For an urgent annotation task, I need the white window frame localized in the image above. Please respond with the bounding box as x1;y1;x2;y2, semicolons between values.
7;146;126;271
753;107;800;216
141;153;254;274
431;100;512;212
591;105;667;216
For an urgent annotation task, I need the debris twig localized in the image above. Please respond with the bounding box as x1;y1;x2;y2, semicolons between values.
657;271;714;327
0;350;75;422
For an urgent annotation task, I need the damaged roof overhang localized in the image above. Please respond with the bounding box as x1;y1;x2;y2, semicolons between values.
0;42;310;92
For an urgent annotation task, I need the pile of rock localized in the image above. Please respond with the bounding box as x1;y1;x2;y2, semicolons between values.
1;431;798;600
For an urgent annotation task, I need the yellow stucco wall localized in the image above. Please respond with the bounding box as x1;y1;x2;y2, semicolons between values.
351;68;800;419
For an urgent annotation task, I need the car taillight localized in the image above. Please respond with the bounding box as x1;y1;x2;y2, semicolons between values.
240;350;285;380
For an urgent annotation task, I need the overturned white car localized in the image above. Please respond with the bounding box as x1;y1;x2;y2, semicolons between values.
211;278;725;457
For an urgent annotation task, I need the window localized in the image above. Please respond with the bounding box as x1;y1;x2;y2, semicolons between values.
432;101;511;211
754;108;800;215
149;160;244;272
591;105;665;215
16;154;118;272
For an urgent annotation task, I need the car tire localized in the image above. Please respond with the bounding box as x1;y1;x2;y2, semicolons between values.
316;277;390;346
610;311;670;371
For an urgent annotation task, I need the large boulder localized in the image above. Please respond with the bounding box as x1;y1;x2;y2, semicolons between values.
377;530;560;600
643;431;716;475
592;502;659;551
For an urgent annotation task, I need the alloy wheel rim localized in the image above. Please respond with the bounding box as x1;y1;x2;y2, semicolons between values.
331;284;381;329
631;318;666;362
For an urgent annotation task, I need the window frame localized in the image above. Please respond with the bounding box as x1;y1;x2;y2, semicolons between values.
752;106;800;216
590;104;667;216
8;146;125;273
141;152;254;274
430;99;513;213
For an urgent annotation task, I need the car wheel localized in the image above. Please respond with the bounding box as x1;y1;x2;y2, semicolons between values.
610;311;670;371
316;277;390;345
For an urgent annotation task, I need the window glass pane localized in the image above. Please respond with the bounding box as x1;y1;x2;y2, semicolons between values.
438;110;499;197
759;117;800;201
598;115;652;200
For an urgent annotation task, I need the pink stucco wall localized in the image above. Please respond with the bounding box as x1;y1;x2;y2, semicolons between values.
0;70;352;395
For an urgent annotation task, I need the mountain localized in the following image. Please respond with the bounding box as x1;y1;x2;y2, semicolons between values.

**Work order:** Would you set down the full listing exactly as it reads?

**Response to the task:**
For an urgent annotation task, I need the white window frame localized in the image above. Please respond with the bounding box as x1;y1;x2;y2, semicolons between values.
7;146;126;271
753;107;800;216
141;153;254;274
431;100;512;212
591;105;667;216
For an urgent annotation task, I need the debris twig localized in the image above. Please respond with the bounding box as x1;y1;x2;y2, semicolons between values.
657;271;714;327
0;350;75;422
For an urgent annotation task, I need the damaged roof overhang localized in the image above. Please respond with the bounding box as x1;y1;x2;y2, semicolons between values.
0;42;310;92
For an urgent annotation task, I need the pile of rock localized in the image above. Please respond with the bounding box as x1;y1;x2;y2, semicolons between values.
1;431;798;600
For an urgent annotation task, I need the yellow stucco wall localized in the image above. Please respond with the bounding box as x1;y1;x2;y2, semicolons between values.
351;68;800;419
For an urgent annotation task, I need the car taillight localized in the image above. Please respond with the bounding box as x1;y1;x2;y2, semicolons between values.
240;350;285;380
For an urgent annotation task, I need the overturned white car localized in the image above. Please respond with the bounding box as x1;y1;x2;y2, semicolons between values.
211;278;725;457
For an urgent annotation task, I need the window localized in the image above. Please respond with the bounding box as x1;y1;x2;y2, semicolons between values.
432;101;511;211
754;108;800;215
149;160;244;272
591;105;665;215
16;154;118;272
For an urgent annotation task, I need the car tire localized in the image above. Please respond with the bounding box as x1;y1;x2;y2, semicolons between values.
316;277;390;346
610;311;670;371
For an urgent annotation task, I need the large boulder localized in the image above. Please respond with the bounding box as x1;y1;x2;y2, semicolons between values.
377;530;560;600
643;431;716;475
592;502;659;551
For an urgent annotation task, I need the alloy wheel rim localized in the image above. Please respond with the bounding box as x1;y1;x2;y2, semicolons between values.
331;284;381;329
631;318;666;362
For an urgent annotation task, I need the window frame localized in the image above. Please respond with the bounding box as x1;y1;x2;y2, semicolons between values.
752;106;800;216
590;104;667;216
8;146;125;273
141;152;254;274
430;99;513;213
For an urgent annotation task, I need the car wheel localized in the image above. Please respond with the bounding box as x1;y1;x2;y2, semicolons between values.
610;311;670;371
316;277;390;345
For an urgent annotation task, I need the window glass pane localized in the image above. Please respond with the bounding box as x1;y1;x2;y2, semicolons between values.
438;110;499;197
759;117;800;201
598;115;652;200
For an urgent annotation task, I need the pink stucco wall localized in the image above. Please respond with the bounding box as x1;y1;x2;y2, semicolons between values.
0;70;352;395
For an urgent annotation task, I need the mountain localized in the following image. Please respond with the bounding box as x1;y1;x2;y2, semicolons between values.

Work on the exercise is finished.